**WHAT THE TASK REQUIRES:**
Range to reproduce from the entries below: the line with "Target: green fence panel", the line with "x=88, y=110", and every line in between. Give them exactly and give nothing else.

━━ SOURCE MATERIAL ━━

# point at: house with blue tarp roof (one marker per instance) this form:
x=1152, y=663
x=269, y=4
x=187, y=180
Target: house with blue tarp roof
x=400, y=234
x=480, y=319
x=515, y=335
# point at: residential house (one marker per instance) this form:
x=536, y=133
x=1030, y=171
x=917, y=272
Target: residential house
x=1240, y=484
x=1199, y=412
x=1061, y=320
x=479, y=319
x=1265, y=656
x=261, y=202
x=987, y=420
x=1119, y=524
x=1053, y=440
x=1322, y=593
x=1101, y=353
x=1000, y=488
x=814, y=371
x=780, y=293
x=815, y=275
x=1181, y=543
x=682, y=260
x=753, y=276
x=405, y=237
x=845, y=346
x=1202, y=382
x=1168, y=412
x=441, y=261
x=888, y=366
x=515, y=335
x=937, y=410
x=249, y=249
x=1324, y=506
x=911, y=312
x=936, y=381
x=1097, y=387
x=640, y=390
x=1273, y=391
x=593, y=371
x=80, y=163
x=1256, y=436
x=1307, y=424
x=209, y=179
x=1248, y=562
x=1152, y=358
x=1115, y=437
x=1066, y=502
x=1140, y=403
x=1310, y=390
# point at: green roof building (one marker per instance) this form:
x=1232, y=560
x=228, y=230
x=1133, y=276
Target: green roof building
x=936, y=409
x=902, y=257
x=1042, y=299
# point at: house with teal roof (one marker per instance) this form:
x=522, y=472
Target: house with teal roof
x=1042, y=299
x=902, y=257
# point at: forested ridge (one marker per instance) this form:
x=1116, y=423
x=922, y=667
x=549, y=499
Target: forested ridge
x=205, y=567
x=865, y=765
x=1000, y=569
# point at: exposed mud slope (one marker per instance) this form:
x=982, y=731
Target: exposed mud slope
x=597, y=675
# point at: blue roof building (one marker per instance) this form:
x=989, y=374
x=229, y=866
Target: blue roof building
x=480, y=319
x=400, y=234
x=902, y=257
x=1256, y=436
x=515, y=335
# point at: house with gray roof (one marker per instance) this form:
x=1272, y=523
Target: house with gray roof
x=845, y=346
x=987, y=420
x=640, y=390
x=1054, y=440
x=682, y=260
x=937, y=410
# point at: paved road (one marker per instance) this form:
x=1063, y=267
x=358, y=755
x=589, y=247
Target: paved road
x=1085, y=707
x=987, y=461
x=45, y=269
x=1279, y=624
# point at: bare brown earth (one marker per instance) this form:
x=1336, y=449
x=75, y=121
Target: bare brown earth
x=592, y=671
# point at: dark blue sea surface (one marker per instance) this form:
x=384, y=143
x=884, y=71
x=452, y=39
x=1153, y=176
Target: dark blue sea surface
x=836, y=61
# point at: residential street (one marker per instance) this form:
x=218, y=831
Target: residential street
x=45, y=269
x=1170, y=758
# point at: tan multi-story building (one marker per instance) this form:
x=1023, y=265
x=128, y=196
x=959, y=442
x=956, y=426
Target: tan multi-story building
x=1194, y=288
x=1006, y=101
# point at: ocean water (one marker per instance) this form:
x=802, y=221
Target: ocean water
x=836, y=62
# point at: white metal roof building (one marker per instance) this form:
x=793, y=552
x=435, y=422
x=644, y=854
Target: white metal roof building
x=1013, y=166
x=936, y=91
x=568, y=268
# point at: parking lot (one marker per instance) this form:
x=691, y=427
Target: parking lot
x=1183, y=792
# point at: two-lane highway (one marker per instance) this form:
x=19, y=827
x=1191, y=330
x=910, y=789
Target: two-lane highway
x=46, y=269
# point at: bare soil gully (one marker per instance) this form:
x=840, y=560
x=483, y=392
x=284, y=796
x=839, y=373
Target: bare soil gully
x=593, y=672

━━━
━━ SOURCE MATERIAL ━━

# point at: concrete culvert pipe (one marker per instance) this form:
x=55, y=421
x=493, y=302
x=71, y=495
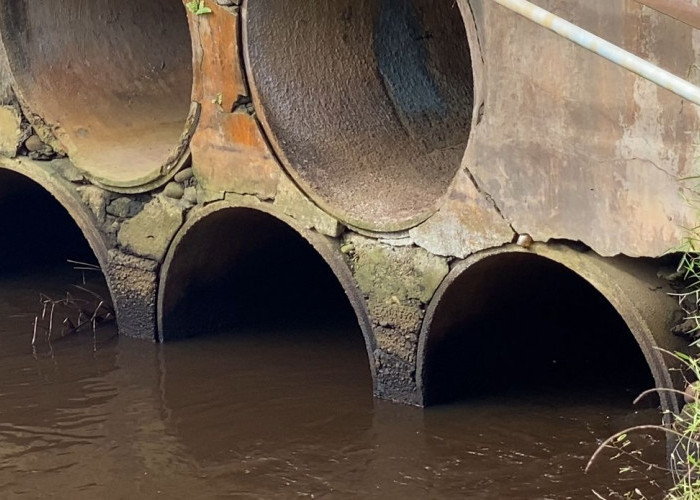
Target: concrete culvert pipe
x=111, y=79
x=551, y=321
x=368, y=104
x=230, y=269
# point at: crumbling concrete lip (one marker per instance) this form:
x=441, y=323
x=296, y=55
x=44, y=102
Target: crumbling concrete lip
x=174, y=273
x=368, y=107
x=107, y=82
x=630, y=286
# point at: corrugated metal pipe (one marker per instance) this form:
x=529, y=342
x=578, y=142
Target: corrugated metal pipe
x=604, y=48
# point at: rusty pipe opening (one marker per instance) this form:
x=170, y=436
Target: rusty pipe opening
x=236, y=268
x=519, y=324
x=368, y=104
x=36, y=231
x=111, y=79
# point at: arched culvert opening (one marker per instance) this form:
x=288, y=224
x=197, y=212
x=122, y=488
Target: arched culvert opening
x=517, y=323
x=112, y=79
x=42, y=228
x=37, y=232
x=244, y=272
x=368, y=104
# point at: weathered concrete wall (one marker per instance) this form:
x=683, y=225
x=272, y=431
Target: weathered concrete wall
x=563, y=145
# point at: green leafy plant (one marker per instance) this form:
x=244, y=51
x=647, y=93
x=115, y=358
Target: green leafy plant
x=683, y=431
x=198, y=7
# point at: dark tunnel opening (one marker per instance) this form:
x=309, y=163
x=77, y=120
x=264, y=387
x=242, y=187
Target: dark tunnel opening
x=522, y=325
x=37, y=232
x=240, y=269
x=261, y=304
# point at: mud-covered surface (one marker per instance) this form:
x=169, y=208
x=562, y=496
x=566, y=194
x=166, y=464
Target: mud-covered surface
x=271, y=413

━━━
━━ SOURCE MATERIAL ━━

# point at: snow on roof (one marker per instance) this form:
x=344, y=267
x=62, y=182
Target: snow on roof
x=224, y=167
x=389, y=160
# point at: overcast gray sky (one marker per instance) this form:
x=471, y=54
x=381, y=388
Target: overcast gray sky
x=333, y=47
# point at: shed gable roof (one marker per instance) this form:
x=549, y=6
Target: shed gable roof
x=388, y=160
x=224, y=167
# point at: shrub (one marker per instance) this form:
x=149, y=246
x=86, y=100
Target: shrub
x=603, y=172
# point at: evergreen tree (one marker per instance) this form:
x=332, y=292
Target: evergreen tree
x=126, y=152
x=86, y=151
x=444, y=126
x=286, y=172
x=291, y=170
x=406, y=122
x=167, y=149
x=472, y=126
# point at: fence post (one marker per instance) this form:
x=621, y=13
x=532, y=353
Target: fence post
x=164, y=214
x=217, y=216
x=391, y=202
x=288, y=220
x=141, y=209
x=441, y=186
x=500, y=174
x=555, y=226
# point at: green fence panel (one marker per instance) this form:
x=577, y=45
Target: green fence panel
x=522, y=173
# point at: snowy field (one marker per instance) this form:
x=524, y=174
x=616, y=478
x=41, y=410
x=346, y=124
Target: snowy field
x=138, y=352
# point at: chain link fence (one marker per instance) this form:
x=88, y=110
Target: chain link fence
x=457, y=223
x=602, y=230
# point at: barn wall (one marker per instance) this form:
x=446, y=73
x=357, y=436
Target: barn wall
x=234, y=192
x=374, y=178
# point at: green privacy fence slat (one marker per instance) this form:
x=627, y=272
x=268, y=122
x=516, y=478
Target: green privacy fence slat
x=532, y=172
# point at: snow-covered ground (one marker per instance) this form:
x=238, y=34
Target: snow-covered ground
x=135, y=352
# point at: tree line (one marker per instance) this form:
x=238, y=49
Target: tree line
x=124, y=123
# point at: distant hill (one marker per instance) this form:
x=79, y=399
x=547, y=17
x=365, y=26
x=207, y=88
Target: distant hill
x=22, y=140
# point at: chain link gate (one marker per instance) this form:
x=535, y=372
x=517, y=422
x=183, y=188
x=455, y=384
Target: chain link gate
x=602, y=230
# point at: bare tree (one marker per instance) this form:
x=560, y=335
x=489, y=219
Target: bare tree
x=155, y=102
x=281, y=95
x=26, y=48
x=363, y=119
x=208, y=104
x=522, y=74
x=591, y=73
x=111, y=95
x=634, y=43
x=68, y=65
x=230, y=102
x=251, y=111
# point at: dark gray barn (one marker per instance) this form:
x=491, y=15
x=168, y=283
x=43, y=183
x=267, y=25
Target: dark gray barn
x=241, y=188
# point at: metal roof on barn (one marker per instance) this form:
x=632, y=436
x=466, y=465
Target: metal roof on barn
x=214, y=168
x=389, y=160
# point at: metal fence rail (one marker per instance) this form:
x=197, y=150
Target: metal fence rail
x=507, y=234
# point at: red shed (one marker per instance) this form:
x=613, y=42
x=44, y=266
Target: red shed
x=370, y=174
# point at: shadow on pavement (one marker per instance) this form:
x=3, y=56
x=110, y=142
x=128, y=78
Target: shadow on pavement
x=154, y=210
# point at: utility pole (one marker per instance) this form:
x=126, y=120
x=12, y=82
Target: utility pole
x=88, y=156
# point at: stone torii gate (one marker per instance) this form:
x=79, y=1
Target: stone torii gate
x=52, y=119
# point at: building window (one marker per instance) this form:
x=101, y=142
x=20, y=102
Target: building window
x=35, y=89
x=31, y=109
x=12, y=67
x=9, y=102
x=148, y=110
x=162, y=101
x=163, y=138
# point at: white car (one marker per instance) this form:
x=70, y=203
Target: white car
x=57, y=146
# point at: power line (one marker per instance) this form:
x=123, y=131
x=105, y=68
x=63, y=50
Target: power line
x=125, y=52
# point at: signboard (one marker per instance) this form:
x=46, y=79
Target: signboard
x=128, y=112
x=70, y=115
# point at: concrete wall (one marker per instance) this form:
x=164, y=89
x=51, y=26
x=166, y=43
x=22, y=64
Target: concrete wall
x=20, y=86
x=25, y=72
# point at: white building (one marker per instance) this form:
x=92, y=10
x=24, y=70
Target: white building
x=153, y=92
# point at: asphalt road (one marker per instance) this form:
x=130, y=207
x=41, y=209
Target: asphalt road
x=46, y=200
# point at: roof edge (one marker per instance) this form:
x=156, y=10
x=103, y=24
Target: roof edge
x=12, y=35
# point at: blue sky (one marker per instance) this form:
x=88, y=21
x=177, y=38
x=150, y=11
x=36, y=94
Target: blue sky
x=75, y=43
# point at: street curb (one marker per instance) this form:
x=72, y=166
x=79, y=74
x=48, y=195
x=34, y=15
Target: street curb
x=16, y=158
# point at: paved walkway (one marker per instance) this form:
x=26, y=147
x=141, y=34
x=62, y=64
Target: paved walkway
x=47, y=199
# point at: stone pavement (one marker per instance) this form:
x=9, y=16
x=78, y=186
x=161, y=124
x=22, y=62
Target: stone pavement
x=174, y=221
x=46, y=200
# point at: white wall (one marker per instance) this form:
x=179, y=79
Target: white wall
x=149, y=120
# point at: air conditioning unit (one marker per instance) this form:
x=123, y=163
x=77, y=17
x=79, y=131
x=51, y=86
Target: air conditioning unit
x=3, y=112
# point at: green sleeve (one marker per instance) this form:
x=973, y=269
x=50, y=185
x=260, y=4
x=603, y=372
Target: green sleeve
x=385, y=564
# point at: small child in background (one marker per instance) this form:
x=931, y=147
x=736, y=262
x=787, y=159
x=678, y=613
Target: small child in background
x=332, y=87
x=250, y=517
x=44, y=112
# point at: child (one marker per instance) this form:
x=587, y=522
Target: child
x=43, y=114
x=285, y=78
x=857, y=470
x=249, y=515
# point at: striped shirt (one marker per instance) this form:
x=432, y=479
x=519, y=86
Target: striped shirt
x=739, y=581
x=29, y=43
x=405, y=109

━━━

**SOLUTION:**
Target: green fence panel
x=522, y=173
# point at: snowy field (one marker per instance) this form:
x=524, y=174
x=616, y=478
x=41, y=410
x=346, y=124
Target: snowy field
x=138, y=352
# point at: chain link fence (one marker per instance) this form:
x=88, y=110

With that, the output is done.